[Rows from a dataset of box labels]
▼

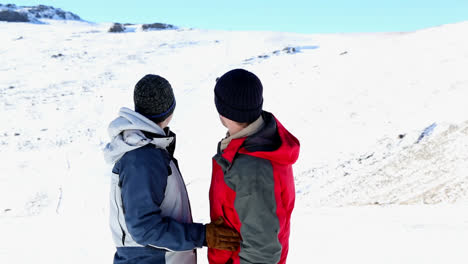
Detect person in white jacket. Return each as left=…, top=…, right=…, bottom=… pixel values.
left=104, top=75, right=240, bottom=264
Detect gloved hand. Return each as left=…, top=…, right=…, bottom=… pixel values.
left=205, top=217, right=241, bottom=251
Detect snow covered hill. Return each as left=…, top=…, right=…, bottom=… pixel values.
left=0, top=18, right=468, bottom=264
left=0, top=4, right=81, bottom=24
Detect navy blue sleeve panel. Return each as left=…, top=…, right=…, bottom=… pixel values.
left=114, top=147, right=205, bottom=251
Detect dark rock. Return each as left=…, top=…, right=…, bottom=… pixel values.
left=141, top=23, right=175, bottom=30
left=283, top=47, right=297, bottom=54
left=0, top=10, right=29, bottom=22
left=109, top=23, right=125, bottom=33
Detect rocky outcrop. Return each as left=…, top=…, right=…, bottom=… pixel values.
left=141, top=23, right=176, bottom=31
left=109, top=23, right=125, bottom=33
left=0, top=4, right=81, bottom=23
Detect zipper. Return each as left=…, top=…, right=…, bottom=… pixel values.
left=169, top=160, right=193, bottom=223
left=114, top=186, right=127, bottom=246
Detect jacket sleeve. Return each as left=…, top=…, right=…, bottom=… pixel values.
left=119, top=147, right=205, bottom=251
left=225, top=155, right=282, bottom=264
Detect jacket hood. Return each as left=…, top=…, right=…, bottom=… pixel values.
left=227, top=111, right=300, bottom=165
left=103, top=107, right=174, bottom=163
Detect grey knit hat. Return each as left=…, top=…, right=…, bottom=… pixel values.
left=133, top=74, right=176, bottom=123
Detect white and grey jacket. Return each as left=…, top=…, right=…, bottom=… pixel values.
left=104, top=108, right=205, bottom=264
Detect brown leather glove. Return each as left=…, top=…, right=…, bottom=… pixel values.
left=206, top=217, right=241, bottom=251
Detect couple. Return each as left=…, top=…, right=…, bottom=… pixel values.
left=104, top=69, right=299, bottom=264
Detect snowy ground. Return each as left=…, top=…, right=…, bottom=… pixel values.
left=0, top=21, right=468, bottom=264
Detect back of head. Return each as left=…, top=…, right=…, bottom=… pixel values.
left=133, top=74, right=176, bottom=123
left=214, top=69, right=263, bottom=123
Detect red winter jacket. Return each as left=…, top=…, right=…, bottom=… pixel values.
left=208, top=112, right=299, bottom=264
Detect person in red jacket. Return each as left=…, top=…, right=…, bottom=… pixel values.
left=208, top=69, right=299, bottom=264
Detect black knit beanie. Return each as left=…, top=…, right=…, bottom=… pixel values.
left=133, top=74, right=175, bottom=123
left=214, top=69, right=263, bottom=123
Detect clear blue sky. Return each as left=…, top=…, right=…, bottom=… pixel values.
left=9, top=0, right=468, bottom=33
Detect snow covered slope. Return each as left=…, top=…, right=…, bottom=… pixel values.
left=0, top=21, right=468, bottom=264
left=0, top=4, right=81, bottom=24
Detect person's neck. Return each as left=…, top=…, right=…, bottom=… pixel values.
left=228, top=124, right=248, bottom=136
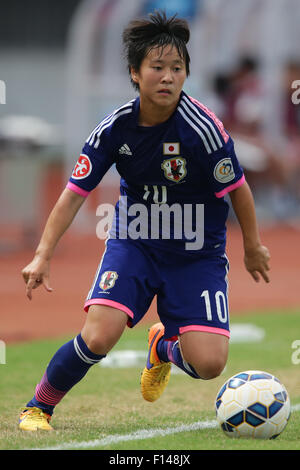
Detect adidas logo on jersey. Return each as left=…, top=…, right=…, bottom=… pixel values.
left=119, top=144, right=132, bottom=155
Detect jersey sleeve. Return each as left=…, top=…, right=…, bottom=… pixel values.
left=67, top=126, right=114, bottom=197
left=207, top=136, right=245, bottom=198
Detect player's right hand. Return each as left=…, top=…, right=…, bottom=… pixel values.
left=22, top=257, right=53, bottom=300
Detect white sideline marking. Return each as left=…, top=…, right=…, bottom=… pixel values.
left=32, top=403, right=300, bottom=450
left=34, top=420, right=218, bottom=450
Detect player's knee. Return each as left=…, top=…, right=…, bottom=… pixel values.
left=84, top=333, right=110, bottom=354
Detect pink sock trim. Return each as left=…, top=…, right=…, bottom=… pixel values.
left=84, top=299, right=134, bottom=318
left=35, top=373, right=67, bottom=406
left=179, top=325, right=230, bottom=338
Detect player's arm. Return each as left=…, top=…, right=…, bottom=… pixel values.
left=22, top=189, right=85, bottom=300
left=229, top=182, right=270, bottom=282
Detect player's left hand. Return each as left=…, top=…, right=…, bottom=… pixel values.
left=244, top=245, right=270, bottom=282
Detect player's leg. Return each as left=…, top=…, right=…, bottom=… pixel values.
left=157, top=326, right=229, bottom=380
left=179, top=331, right=229, bottom=380
left=20, top=305, right=128, bottom=431
left=142, top=253, right=229, bottom=401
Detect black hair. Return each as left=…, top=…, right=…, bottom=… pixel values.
left=123, top=10, right=190, bottom=89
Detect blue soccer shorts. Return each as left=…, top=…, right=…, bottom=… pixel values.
left=84, top=239, right=230, bottom=339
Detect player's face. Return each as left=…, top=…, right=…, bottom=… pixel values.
left=131, top=45, right=187, bottom=114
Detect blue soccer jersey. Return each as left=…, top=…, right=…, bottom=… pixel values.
left=68, top=92, right=244, bottom=256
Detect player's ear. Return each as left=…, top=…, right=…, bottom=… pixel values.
left=130, top=67, right=139, bottom=83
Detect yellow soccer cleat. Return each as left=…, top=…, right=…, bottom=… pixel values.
left=141, top=323, right=171, bottom=402
left=19, top=407, right=53, bottom=431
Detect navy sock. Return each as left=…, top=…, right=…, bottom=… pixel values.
left=156, top=338, right=201, bottom=379
left=27, top=334, right=105, bottom=415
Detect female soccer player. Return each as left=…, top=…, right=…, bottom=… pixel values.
left=19, top=12, right=269, bottom=431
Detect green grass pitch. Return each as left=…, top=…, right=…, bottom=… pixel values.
left=0, top=311, right=300, bottom=451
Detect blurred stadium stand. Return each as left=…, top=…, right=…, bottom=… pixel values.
left=0, top=0, right=300, bottom=252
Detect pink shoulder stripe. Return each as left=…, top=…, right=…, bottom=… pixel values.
left=215, top=175, right=246, bottom=198
left=66, top=181, right=89, bottom=197
left=189, top=96, right=229, bottom=143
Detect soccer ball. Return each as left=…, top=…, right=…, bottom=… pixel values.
left=215, top=370, right=291, bottom=439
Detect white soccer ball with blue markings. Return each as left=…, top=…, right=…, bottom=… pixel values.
left=216, top=370, right=291, bottom=439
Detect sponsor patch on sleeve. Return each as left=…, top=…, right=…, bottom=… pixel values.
left=214, top=158, right=235, bottom=183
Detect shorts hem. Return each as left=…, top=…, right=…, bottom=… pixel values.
left=179, top=325, right=230, bottom=338
left=83, top=299, right=134, bottom=318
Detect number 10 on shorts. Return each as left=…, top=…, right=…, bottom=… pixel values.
left=201, top=290, right=228, bottom=323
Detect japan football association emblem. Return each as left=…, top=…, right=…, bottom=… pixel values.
left=99, top=271, right=118, bottom=290
left=161, top=157, right=186, bottom=183
left=72, top=153, right=92, bottom=180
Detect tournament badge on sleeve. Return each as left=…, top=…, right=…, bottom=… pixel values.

▲

— Work required —
Copy the part of the records above that begins with the line containing "Detect white and" and ends with the line containing "left=206, top=217, right=241, bottom=251", reproducing both of those lines and everything between them without any change.

— Written response —
Detect white and grey jacket. Return each as left=…, top=…, right=…, bottom=… pixel values.
left=104, top=108, right=205, bottom=264
Detect brown leather glove. Return each as left=…, top=…, right=…, bottom=… pixel values.
left=206, top=217, right=241, bottom=251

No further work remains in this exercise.